> [LES CONSIGNES]
#1 Recopiez mot pour mot le passage du communiqué sur la terminaison d'appel SMS allant de « Initialement fixés à » jusqu'à « seul monde mobile. ».
#2 Citez telles quelles les lignes de la liste, depuis celle qui contient « Each instance of the kneeling » jusqu'à la fin de la liste, ces deux bornes comprises.
══ TEXTE PRÉSENTÉ
Paris, le 16 juin 2006
Suite à l’avis favorable du Conseil de la concurrence, l’Autorité de régulation des communications électroniques et des postes (ARCEP) notifie à la Commission européenne son projet de décision relatif à l’analyse du marché de gros de la terminaison d’appel SMS sur les réseaux mobiles métropolitains. Elle lance concomitamment et jusqu’au 17 juillet une nouvelle consultation publique portant sur cette analyse de marché.
- L’Autorité identifie un nouveau marché pertinent en France métropolitaine, celui de la terminaison d’appel SMS
Dans le nouveau cadre réglementaire communautaire, l'Autorité, comme toute autorité de régulation nationale, mène des analyses concurrentielles sur les 18 marchés identifiés par la Commission européenne comme pertinents et peut, en fonction de circonstances nationales particulières, être amenée à définir de nouveaux marchés pertinents non encore identifiés au niveau européen.
Malgré la forte baisse des coûts unitaires du SMS, les tarifs de terminaison d’appel SMS (ou " TA SMS "), qui représentent près de 50% du prix de détail des SMS, n’ont jamais évolué du seul fait des acteurs, et ce depuis la mise en place de l’interopérabilité SMS en décembre 1999.
Initialement fixés à 5,3 centimes d’euros, les tarifs sont actuellement de 4,3 centimes d’euros suite à une décision de règlement de différend de l’Autorité.
Au vu du développement du SMS en France métropolitaine, illustré par une multiplication par 8,6 du nombre de SMS interpersonnels échangés entre 2000 et 2005, et des problèmes concurrentiels identifiés, l’ARCEP considère que, compte tenu des circonstances nationales particulières, il est désormais nécessaire de mettre en place une régulation spécifique sur le marché de gros de la TA SMS, de façon à libérer le jeu concurrentiel du SMS sur le marché de détail et permettre la diffusion du SMS au-delà du seul monde mobile.
════
══ DONNÉES FOURNIES
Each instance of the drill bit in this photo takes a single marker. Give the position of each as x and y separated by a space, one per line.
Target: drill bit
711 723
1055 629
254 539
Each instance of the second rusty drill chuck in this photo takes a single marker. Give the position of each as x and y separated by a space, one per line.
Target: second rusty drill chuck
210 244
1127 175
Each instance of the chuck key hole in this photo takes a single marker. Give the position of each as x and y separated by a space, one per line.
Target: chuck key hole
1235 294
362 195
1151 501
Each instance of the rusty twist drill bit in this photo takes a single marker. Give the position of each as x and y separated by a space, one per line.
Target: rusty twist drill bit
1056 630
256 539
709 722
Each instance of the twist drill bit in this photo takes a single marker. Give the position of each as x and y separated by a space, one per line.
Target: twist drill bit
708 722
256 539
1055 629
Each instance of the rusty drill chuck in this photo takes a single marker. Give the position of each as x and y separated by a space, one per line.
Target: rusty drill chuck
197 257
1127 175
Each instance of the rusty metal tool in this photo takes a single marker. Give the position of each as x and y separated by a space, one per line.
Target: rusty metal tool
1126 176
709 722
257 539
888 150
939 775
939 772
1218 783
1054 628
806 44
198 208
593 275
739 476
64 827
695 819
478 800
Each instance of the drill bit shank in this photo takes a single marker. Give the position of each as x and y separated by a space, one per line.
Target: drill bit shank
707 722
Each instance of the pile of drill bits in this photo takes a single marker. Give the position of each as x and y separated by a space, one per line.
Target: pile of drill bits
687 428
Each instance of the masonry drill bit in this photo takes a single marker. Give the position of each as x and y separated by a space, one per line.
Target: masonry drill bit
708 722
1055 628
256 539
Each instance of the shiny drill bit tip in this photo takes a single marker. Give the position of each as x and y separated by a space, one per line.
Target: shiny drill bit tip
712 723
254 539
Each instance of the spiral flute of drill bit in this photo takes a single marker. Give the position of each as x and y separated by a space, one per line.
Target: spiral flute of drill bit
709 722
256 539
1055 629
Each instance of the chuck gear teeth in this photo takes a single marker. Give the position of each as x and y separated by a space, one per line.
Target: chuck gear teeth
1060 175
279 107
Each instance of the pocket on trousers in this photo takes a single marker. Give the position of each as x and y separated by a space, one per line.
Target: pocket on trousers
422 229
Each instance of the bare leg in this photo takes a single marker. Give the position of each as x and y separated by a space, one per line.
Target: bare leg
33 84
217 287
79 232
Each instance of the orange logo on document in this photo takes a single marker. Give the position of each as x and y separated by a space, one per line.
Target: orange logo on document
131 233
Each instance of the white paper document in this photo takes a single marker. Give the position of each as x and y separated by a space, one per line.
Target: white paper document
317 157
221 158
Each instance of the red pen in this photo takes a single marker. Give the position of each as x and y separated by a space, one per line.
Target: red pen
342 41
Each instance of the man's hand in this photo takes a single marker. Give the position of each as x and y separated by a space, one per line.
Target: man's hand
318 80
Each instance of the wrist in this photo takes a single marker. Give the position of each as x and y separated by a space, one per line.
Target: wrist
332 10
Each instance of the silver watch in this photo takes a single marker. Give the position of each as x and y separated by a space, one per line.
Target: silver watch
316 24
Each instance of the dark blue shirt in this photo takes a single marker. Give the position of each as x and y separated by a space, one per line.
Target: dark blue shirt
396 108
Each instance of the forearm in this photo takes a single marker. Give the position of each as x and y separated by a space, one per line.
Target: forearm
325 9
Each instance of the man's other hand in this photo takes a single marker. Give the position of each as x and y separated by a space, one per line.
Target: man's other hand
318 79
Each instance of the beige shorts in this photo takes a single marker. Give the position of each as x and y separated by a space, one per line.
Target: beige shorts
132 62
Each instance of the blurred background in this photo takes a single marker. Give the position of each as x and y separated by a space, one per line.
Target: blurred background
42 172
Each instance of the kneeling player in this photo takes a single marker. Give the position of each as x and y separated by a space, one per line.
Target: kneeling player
════
> [CORRIGÉ DE L'EXERCICE]
#1
Initialement fixés à 5,3 centimes d’euros, les tarifs sont actuellement de 4,3 centimes d’euros suite à une décision de règlement de différend de l’Autorité.
Au vu du développement du SMS en France métropolitaine, illustré par une multiplication par 8,6 du nombre de SMS interpersonnels échangés entre 2000 et 2005, et des problèmes concurrentiels identifiés, l’ARCEP considère que, compte tenu des circonstances nationales particulières, il est désormais nécessaire de mettre en place une régulation spécifique sur le marché de gros de la TA SMS, de façon à libérer le jeu concurrentiel du SMS sur le marché de détail et permettre la diffusion du SMS au-delà du seul monde mobile.

#2
Each instance of the kneeling player in this photo takes a single marker. Give the position of each as x and y separated by a space, one per line.
Target: kneeling player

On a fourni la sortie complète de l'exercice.